→ **Page excerpt**

==============================

Indonesia Women's League
- Organising body: PSSI I-League
- Founded: 25 July 2019; 7 years ago
- First season: 2019
- Country: Indonesia
- Confederation: AFC
- Number of clubs: 6
- Level on pyramid: 1
- Domestic cup: Pertiwi Cup
- Current champions: Persib Putri (1st title) (2019)
- Most championships: Persib Putri (1 title)
- Website: Official website
- Current: 2026–27 Indonesia Women's League

= Indonesia Women's League =

The Indonesia Women's League (Liga Putri Indonesia) is the top-flight women's football league in Indonesia. Supervised by the PSSI and the I-League, the league is participated by clubs who each field a team in the Super League men's league. The league's inaugural season began on 5 October 2019.

== History ==
On 25 July 2019, during a general assembly meeting with all Liga 1 club representative in Jakarta, Acting Chairperson of PSSI Iwan Budianto announced the formation of the new Liga 1 Putri. From 2006, the Pertiwi Cup was Indonesia's top women's association football competition. However compared to the Liga 1 Putri, the Pertiwi Cup was contested by Indonesian provincial selection teams and not by clubs. The league was formed as a means to aid the selection of players for the Indonesian women's national team and so that the competition between boys and girls is balanced.

==============================

→ **Given information**

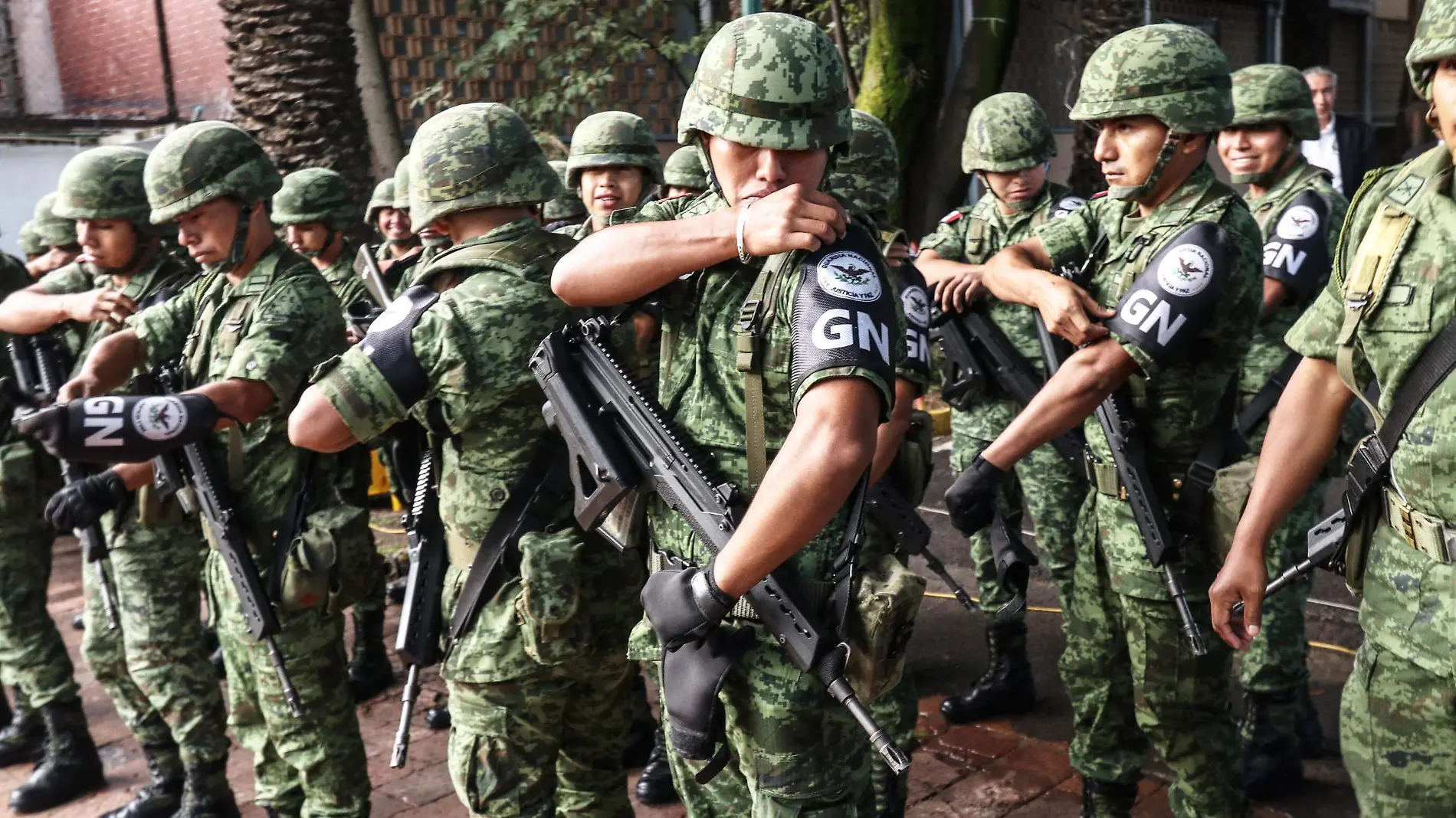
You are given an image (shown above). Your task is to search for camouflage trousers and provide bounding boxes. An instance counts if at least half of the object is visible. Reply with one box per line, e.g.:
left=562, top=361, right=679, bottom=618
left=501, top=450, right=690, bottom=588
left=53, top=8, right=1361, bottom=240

==============================

Turn the paragraph in the Indonesia Women's League text that begins "On 25 July 2019" into a short list of its main facts. The lines have nothing to do with the league text.

- On 25 July 2019, at a general assembly in Jakarta with all Liga 1 club representatives, PSSI Acting Chairperson Iwan Budianto announced the new Liga 1 Putri.
- Since 2006, the Pertiwi Cup had been Indonesia's top women's football competition.
- The Pertiwi Cup was played by provincial selection teams, not clubs.
- The league was formed to help select players for the women's national team and to balance competition between boys and girls.